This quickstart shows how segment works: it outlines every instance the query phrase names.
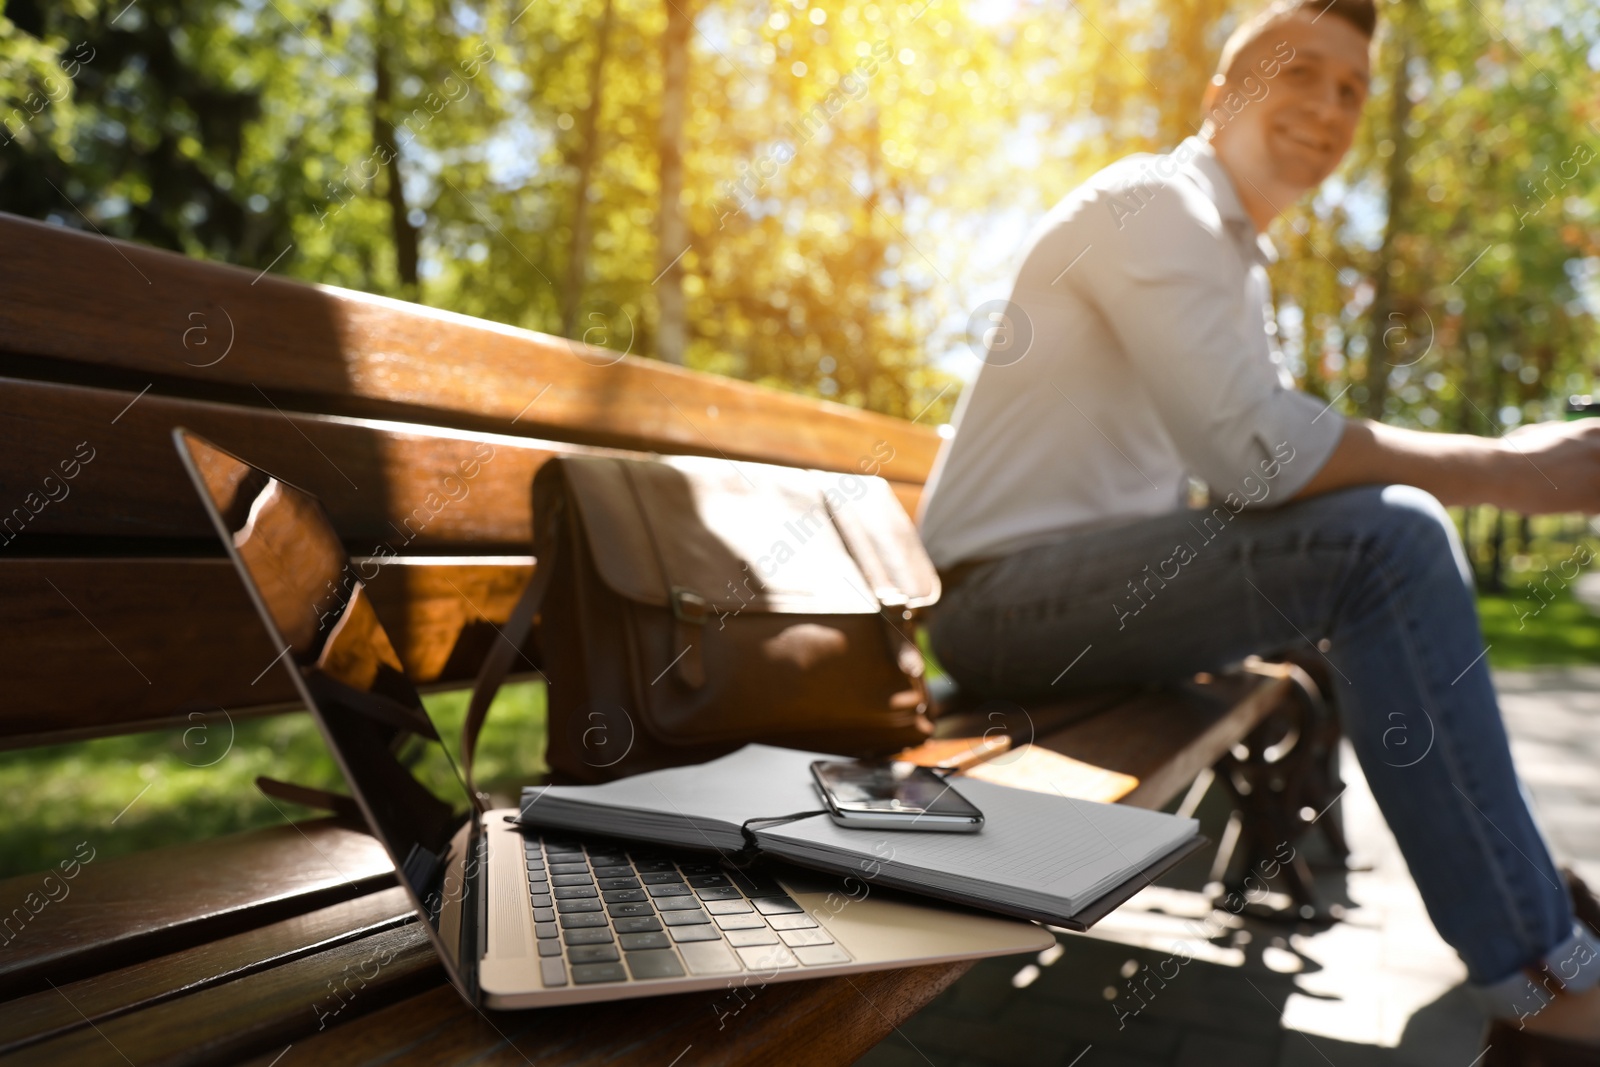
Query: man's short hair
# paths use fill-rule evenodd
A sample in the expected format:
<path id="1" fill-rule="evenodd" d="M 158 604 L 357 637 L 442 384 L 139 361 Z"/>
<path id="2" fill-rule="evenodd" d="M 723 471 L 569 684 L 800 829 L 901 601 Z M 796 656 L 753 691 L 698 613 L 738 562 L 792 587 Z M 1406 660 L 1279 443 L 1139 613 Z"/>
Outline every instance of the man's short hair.
<path id="1" fill-rule="evenodd" d="M 1231 75 L 1239 53 L 1260 37 L 1267 26 L 1285 16 L 1301 14 L 1310 14 L 1313 19 L 1342 19 L 1360 30 L 1361 35 L 1369 41 L 1378 29 L 1378 8 L 1373 0 L 1274 0 L 1270 6 L 1241 22 L 1239 28 L 1228 35 L 1227 42 L 1222 46 L 1222 55 L 1217 60 L 1217 73 Z"/>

○ ○ ○ ○ ○ ○ ○

> _ACTIVITY_
Take the lines above from the one containing "A sample in" to the one containing "723 471 L 569" and retype them exactly, both ends included, with nothing added.

> _RESULT_
A sample in the expected format:
<path id="1" fill-rule="evenodd" d="M 158 604 L 357 637 L 442 384 L 139 361 Z"/>
<path id="2" fill-rule="evenodd" d="M 723 471 L 569 684 L 800 829 L 901 601 Z M 796 656 L 753 691 L 698 613 L 738 562 L 792 587 Z M 1406 660 L 1279 443 L 1139 613 Z"/>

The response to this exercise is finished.